§ **What is asked**
Each line of the material must be returned exactly.
** start Task material **
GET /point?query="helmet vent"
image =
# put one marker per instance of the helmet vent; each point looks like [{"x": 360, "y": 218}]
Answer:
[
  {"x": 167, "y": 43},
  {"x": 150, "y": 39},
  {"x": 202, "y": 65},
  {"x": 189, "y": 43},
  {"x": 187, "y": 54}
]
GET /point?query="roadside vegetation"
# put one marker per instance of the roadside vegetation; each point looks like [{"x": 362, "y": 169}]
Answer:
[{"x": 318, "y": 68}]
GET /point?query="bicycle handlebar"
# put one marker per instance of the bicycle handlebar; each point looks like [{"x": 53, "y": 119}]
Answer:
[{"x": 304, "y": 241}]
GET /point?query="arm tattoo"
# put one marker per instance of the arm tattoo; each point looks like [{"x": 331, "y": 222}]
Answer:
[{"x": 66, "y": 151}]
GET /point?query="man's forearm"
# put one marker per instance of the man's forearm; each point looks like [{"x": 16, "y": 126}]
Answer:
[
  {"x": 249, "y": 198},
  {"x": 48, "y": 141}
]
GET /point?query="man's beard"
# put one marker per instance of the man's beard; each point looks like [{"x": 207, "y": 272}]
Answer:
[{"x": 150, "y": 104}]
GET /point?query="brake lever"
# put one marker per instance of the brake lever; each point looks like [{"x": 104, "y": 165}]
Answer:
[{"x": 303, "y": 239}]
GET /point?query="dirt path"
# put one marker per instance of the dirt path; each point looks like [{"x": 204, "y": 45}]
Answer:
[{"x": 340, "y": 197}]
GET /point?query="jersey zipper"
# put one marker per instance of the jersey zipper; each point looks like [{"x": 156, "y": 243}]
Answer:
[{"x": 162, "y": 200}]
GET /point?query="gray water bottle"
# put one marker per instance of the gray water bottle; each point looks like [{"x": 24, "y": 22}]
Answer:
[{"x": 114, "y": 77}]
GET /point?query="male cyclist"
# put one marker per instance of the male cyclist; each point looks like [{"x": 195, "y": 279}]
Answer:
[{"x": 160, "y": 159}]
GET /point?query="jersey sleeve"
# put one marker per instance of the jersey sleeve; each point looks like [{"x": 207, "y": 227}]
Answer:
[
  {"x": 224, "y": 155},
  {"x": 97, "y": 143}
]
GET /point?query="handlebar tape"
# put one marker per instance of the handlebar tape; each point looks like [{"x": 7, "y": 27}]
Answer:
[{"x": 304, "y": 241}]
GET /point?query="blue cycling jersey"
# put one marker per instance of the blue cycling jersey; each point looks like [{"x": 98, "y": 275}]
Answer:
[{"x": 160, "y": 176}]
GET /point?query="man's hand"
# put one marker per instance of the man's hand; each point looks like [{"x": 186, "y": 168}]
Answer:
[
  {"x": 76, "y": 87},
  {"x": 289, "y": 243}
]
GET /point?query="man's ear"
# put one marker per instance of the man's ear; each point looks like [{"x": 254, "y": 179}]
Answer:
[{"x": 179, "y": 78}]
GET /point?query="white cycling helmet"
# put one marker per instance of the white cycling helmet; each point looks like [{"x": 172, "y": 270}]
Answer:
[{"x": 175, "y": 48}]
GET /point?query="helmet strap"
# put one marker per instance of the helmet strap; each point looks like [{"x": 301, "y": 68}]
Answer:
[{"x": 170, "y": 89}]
** end Task material **
§ **Written answer**
GET /point?query="helmet vent"
image =
# put one marker per instance of the helmet vent; each point looks like [{"x": 360, "y": 218}]
Answer:
[
  {"x": 167, "y": 43},
  {"x": 150, "y": 39},
  {"x": 202, "y": 65},
  {"x": 189, "y": 43},
  {"x": 187, "y": 54}
]
GET /point?query="roadside vegetation"
# put one marker per instance of the roadside vegetation; each point looks like [{"x": 362, "y": 169}]
Answer:
[{"x": 318, "y": 68}]
GET /point?query="bicycle handlebar"
# put one marker per instance of the bicycle handlebar; each point looks like [{"x": 53, "y": 119}]
Answer:
[{"x": 304, "y": 241}]
GET /point?query="arm tattoo"
# put one marker per instance of the arm tattoo; each point looks like [{"x": 331, "y": 222}]
Answer:
[{"x": 66, "y": 151}]
GET /point?query="man's forearm"
# put one marker per instance of the man's forearm; each point looks like [{"x": 16, "y": 126}]
Answer:
[
  {"x": 249, "y": 198},
  {"x": 48, "y": 141}
]
GET /point?query="man's beard"
# put one marker per instance of the man's beard; each point looks like [{"x": 207, "y": 272}]
Answer:
[{"x": 150, "y": 104}]
GET /point?query="brake lever"
# put one marker per instance of the brake lever; each point looks like [{"x": 104, "y": 165}]
Answer:
[{"x": 303, "y": 239}]
GET /point?query="dirt path"
# put one marker per instance of the dirt path; each point looks like [{"x": 204, "y": 45}]
Answer:
[{"x": 340, "y": 197}]
GET /point?query="jersey zipper"
# put one marker per instance of the jersey zipper; each point looks like [{"x": 156, "y": 243}]
Answer:
[{"x": 162, "y": 200}]
GET /point?query="gray water bottle"
# put one marker per instance of the gray water bottle; each point looks like [{"x": 24, "y": 22}]
Answer:
[{"x": 114, "y": 77}]
GET /point?query="male cyclist"
# put one marker per instance of the male cyclist; each point looks like [{"x": 195, "y": 279}]
Answer:
[{"x": 160, "y": 159}]
GET /point?query="jersey sleeve"
# put one marker per instance of the jersey sleeve; each point looks like [{"x": 207, "y": 227}]
Answer:
[
  {"x": 224, "y": 155},
  {"x": 97, "y": 143}
]
GET /point?query="handlebar tape"
# put one marker per instance of the handlebar tape; each point looks like [{"x": 7, "y": 27}]
Answer:
[{"x": 304, "y": 241}]
GET /point?query="blue cycling jersey"
# put one marker per instance of the blue cycling jersey; each point looks like [{"x": 98, "y": 275}]
Answer:
[{"x": 160, "y": 176}]
GET /point?query="man's hand"
# put one marker per instance of the man's hand; each point looks like [{"x": 186, "y": 168}]
Answer:
[
  {"x": 76, "y": 87},
  {"x": 289, "y": 243}
]
GET /point?query="man's ear"
# put one marker per instance of the man's ear; each point looks like [{"x": 254, "y": 179}]
Answer:
[{"x": 179, "y": 78}]
GET /point?query="white cycling helmet"
# put one marker per instance of the white cycling helmet; each point looks like [{"x": 172, "y": 270}]
Answer:
[{"x": 175, "y": 48}]
GET /point?query="helmet strap"
# put one marker per instance of the helmet strap; each point looks like [{"x": 301, "y": 68}]
Answer:
[{"x": 170, "y": 89}]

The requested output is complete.